* **Supplied information**
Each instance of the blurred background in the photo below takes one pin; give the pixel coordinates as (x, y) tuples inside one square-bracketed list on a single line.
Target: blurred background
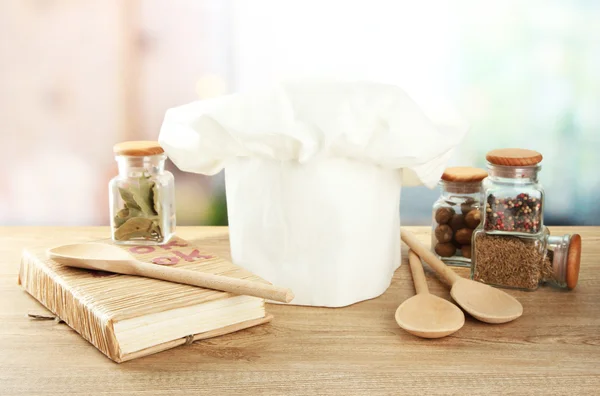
[(78, 76)]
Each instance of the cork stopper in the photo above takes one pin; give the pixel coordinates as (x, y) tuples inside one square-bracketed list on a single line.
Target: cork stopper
[(514, 157), (573, 261), (464, 174), (139, 148)]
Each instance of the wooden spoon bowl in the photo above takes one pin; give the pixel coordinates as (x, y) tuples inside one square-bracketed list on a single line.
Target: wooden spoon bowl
[(483, 302), (429, 316), (426, 315)]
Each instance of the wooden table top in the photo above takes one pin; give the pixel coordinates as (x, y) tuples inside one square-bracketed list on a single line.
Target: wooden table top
[(553, 349)]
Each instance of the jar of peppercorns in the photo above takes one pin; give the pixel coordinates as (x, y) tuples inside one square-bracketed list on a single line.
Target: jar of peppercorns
[(456, 214), (513, 196), (512, 247)]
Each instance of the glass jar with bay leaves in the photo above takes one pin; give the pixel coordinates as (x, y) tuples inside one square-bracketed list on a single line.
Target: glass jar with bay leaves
[(142, 196)]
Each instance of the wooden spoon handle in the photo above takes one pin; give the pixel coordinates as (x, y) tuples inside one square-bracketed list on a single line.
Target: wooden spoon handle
[(211, 281), (438, 265), (416, 269)]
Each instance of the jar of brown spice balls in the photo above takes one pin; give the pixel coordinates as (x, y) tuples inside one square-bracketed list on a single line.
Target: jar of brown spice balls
[(511, 247), (456, 214)]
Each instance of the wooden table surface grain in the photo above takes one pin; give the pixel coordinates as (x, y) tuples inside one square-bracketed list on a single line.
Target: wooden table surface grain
[(553, 349)]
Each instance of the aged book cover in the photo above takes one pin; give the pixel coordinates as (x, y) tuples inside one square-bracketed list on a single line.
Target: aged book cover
[(127, 317)]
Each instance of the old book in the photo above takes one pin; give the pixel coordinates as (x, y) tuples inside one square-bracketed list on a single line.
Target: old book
[(127, 317)]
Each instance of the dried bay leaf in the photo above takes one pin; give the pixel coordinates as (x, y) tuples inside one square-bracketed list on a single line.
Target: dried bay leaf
[(140, 218), (126, 213), (142, 195), (135, 227), (156, 199), (128, 198)]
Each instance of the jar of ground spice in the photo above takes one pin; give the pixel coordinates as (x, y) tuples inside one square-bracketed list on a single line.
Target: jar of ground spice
[(456, 214), (512, 247), (524, 263)]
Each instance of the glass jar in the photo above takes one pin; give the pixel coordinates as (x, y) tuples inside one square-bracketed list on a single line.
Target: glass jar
[(511, 246), (456, 213), (514, 199), (524, 263), (142, 196)]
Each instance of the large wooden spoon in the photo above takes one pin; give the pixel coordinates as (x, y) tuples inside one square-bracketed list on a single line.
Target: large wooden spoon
[(104, 257), (426, 315), (483, 302)]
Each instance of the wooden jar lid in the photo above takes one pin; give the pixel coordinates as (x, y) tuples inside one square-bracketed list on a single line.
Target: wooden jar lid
[(514, 157), (464, 174), (573, 261), (138, 148)]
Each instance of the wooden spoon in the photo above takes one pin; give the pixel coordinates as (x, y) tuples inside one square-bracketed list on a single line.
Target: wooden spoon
[(483, 302), (426, 315), (104, 257)]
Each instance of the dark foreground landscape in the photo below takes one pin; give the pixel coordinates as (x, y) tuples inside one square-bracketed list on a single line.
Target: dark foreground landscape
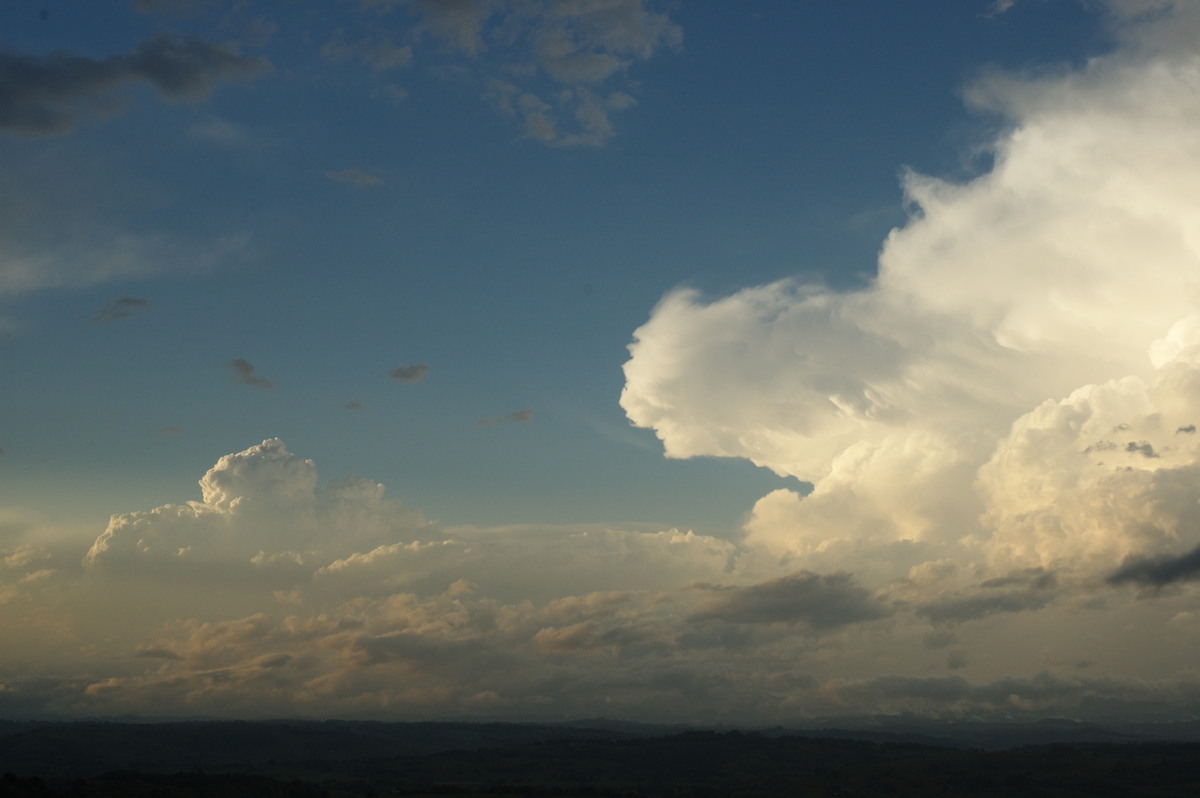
[(345, 759)]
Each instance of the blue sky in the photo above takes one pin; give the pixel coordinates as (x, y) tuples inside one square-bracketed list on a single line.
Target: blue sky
[(763, 144), (874, 276)]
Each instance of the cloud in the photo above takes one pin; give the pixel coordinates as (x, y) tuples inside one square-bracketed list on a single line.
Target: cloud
[(1023, 592), (519, 417), (810, 600), (49, 95), (1006, 393), (119, 309), (355, 178), (409, 373), (261, 511), (244, 373), (1159, 570), (561, 70)]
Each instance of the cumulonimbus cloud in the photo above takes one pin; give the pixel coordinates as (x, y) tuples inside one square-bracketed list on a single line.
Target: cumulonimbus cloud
[(1009, 388)]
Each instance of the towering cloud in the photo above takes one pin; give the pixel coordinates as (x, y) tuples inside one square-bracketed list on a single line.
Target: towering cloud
[(1011, 387)]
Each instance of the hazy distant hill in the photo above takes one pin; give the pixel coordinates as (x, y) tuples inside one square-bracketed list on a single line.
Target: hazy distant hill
[(345, 759)]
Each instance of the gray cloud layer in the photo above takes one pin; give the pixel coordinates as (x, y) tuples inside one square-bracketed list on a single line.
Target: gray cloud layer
[(47, 95)]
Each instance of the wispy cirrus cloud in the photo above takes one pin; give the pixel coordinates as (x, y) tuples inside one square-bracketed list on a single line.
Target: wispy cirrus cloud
[(519, 417), (409, 373), (244, 373), (121, 307)]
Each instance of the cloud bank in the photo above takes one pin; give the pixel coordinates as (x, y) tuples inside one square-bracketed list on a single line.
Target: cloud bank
[(1011, 390), (274, 594), (558, 69), (49, 95)]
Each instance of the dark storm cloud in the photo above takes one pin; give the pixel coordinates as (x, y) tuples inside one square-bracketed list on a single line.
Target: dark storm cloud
[(244, 373), (43, 95), (520, 417), (1158, 571), (409, 373), (819, 601), (1019, 592), (119, 309)]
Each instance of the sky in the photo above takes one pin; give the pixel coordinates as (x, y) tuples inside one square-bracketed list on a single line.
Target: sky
[(552, 359)]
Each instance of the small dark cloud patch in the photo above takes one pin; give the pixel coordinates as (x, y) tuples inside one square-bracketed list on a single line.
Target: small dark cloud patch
[(244, 375), (357, 178), (409, 373), (811, 600), (121, 307), (1018, 592), (1158, 571), (1141, 448), (48, 95), (520, 417)]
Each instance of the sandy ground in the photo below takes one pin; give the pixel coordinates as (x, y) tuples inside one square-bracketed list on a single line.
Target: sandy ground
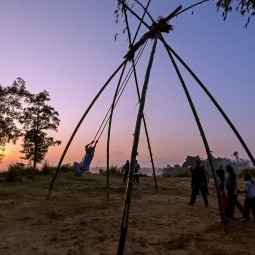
[(80, 219)]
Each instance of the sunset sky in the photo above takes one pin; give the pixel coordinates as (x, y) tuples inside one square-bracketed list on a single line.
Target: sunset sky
[(67, 47)]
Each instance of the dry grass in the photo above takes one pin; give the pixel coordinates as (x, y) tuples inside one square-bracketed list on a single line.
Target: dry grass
[(79, 219)]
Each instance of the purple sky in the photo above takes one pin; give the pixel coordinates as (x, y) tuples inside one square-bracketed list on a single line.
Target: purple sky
[(68, 48)]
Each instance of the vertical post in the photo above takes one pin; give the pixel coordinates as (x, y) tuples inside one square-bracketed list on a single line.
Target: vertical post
[(222, 213), (129, 188)]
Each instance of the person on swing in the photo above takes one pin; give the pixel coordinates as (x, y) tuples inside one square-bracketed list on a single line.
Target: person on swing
[(85, 162)]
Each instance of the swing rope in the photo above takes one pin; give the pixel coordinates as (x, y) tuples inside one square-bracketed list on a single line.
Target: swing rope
[(121, 90), (139, 97)]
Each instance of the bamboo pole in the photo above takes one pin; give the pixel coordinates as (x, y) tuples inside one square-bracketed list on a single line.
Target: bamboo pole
[(109, 127), (139, 97), (208, 151), (129, 189), (216, 104), (79, 123)]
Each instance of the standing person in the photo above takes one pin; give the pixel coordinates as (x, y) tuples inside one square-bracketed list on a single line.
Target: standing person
[(249, 201), (199, 184), (136, 173), (125, 170), (85, 162), (207, 179), (220, 176), (231, 187)]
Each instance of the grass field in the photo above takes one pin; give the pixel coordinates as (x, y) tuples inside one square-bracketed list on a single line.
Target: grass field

* **Task requirements**
Write out the lines of the entries above exactly, beginning with the first and ending with the line that contains "Each instance of the wooden table surface". No picture goes in.

* **Answer space**
Each instance of the blurred background in the photo below takes one pin; give the pixel coordinates as (x, y) tuples inside one square-bracketed list on a single line.
Target: blurred background
[(78, 76)]
Each instance of the cork stopper in the photo above takes one pin; give the pixel coordinates as (x, y) tuples inside one square-bracketed list on a single line.
Target: cork stopper
[(514, 157), (573, 261), (464, 174), (139, 148)]
Each instance of the wooden spoon bowl in the photo above takes one pin; give the pixel coordinates as (x, y) tuples inside one square-bracketed list on a single line.
Target: wooden spoon bowl
[(483, 302), (429, 316), (426, 315)]
Each instance of the wooden table top in the photo above takes one pin; give the pixel coordinates as (x, y) tuples inside one square-bracketed list on a single line.
Target: wooden table top
[(553, 349)]
Each instance of the jar of peppercorns in the photo above takes one pin; give the pixel coordinates as (x, y) tuples inside one square-bracketed list on a single line.
Target: jar of peppercorns
[(456, 214), (513, 196), (512, 247)]
Each instance of the glass jar with bay leaves in the photo above takes one pin; give the pixel coordinates as (x, y) tuples inside one square-bracketed list on a single line.
Target: glass jar with bay leaves
[(142, 196)]
Each instance of the wooden spoon handle in the photo above takes one pin; give the pixel coordinates as (x, y) tuples inside one square-bracketed list on a single line.
Target: wooden spoon handle
[(211, 281), (438, 265), (416, 269)]
Each instance of the jar of brown spice balls in the photo above takes one pin; give the pixel coordinates as (x, y) tuples inside one square-bracketed list on a single line.
Target: jar of brown spice balls
[(511, 247), (456, 214)]
Each instance of the wooden table surface grain in the photo above takes one pin; give the pixel coordinates as (x, y) tuples inside one square-bracketed list on a single line.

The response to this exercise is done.